* Tamamlanacak Görevler:
1) İsrail ve Orta Doğu konulu metinde geçen ülke, bölge ve halk adlarını her birini yalnızca bir kez yazarak sıralayın.
2) İsrail ve Orta Doğu konulu metne göre aşağıdaki soruları yanıtlayın:
(a) Başlıkta İsrail'in Orta Doğu'ya yönelik hangi hamlelerinden söz ediliyor?
(b) Metindeki değerlendirme hangi zaman dilimini kapsıyor?
(c) İsrail hangi tür yönetimlerin ayakta kalmasını destekleyen bir partner imajı çizdi?
3) İsrail ve Orta Doğu konulu metni, son cümlesinden sonra kaldığı yerden devam ettirin.

* Gösterilen Metin:

.....

İsrail’in Orta Doğu’ya entegrasyon hamleleri ve değişen milli güvenlik algısı

İsrail’in Orta Doğu’ya entegrasyon hamleleri ve değişen milli güvenlik algısı

İsrail, son on yılda Arap devletlerini bir bütün halinde görmektense, ülkeler bazında, demokratik değişim taleplerine ket vuracak otoriter yönetimlerin ayakta kalması için destek veren ve anlaşmaya müsait bir partner imajı çizdi.

.....

* Sağlanan Bilgiler:
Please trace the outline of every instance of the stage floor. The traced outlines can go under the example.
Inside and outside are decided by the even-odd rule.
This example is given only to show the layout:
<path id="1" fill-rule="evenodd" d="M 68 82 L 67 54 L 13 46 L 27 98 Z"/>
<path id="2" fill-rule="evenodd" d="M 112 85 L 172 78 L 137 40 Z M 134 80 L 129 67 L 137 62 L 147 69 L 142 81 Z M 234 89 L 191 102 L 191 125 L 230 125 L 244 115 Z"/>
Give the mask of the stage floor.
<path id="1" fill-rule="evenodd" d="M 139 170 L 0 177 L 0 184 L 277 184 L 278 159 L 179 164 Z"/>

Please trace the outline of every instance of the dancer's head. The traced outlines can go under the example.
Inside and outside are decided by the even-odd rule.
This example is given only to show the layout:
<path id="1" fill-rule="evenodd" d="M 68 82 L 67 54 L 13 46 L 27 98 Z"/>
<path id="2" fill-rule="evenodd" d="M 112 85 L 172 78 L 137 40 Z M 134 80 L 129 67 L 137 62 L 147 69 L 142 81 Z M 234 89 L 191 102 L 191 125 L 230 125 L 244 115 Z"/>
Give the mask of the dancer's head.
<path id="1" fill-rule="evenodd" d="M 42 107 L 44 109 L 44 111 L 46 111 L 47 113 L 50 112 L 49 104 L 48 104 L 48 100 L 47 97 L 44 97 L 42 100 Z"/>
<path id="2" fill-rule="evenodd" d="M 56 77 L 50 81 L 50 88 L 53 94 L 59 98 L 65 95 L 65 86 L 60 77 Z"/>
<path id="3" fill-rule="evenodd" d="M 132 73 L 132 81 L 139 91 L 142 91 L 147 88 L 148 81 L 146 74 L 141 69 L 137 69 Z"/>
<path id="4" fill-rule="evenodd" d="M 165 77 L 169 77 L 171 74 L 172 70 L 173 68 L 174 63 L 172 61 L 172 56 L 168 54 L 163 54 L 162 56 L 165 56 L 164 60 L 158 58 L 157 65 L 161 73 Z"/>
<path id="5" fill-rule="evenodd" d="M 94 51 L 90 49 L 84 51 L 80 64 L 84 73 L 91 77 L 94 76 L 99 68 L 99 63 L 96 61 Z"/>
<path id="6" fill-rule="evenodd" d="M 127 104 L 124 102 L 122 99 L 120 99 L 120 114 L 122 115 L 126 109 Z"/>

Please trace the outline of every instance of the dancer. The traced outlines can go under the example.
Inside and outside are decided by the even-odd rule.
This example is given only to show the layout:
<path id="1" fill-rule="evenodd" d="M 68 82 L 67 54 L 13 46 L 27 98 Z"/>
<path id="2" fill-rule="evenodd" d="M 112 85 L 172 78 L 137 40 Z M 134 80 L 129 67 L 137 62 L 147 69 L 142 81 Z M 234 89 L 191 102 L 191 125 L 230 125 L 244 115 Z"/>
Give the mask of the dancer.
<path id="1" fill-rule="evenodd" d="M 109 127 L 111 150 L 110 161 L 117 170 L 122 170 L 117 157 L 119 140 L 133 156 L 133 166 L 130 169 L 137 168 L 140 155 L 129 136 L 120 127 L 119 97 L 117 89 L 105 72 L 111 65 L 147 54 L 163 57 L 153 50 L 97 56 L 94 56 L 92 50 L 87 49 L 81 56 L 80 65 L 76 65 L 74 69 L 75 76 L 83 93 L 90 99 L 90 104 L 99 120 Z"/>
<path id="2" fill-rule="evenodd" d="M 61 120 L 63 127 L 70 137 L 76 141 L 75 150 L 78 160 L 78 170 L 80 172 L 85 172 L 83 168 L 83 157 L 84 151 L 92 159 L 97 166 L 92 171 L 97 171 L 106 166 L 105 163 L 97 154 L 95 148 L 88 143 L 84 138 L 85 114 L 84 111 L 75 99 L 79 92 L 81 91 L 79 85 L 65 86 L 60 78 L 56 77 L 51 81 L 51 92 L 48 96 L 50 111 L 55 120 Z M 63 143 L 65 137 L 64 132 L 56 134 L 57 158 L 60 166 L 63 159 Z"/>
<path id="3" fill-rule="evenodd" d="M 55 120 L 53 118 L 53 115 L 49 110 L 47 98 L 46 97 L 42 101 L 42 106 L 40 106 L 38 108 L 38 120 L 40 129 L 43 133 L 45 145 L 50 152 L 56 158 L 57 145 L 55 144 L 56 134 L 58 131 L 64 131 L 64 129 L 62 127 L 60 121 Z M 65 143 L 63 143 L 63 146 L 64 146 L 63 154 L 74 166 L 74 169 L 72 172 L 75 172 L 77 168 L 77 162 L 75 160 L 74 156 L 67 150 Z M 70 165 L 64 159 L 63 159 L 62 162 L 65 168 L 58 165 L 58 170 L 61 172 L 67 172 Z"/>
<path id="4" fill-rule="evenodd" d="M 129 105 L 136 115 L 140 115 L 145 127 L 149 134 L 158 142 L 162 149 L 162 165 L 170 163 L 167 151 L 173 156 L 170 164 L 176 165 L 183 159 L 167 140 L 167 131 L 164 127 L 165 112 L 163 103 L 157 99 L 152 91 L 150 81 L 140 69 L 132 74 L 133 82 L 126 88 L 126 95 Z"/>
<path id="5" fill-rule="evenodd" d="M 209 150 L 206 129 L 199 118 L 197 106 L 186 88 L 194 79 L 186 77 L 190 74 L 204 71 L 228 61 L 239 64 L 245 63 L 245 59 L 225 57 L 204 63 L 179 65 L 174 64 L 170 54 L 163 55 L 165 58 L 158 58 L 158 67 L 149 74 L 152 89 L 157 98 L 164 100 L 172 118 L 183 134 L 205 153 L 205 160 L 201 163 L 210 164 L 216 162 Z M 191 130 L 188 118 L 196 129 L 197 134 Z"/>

.....

* Görev Yanıtları:
1) İsrail; Orta Doğu; Arap

2)
(a) Entegrasyon hamlelerinden.
(b) Son on yılı.
(c) Demokratik değişim taleplerine ket vuracak otoriter yönetimlerin.

3)
Pek çok devletin milli güvenlik stratejileri coğrafyanın ana eksene oturtulduğu doktrinler bütününden oluşur. Diğer uluslar gibi İsrailli yöneticiler ve askerler de kendi milli güvenlik önceliklerini belirlerken ve hatta küresel ölçekteki gelişmelere bağlı bir dönüşüme tabi tutarken en çok göz önünde bulundurulan unsurun coğrafya olduğu söylenebilir. Dahası, 1967 sınırları ve ötesindeki işgal altında tuttuğu topraklar dahil olmak üzere sadece ülkenin bütüncül sınırları değil, en küçük kasabadan başlayan bir sınır-güvenlik ilişkisi İsrail milli güvenlik stratejilerinin temelinde yer almaktadır. Pek tabii milli güvenlik kavramını sadece sınır güvenliğine indirmemiz, hele ki İsrail gibi durağan olmayan politik ve diplomatik atmosfere sahip bir ülke için çok sığ bir değerlendirme ortaya çıkaracaktır.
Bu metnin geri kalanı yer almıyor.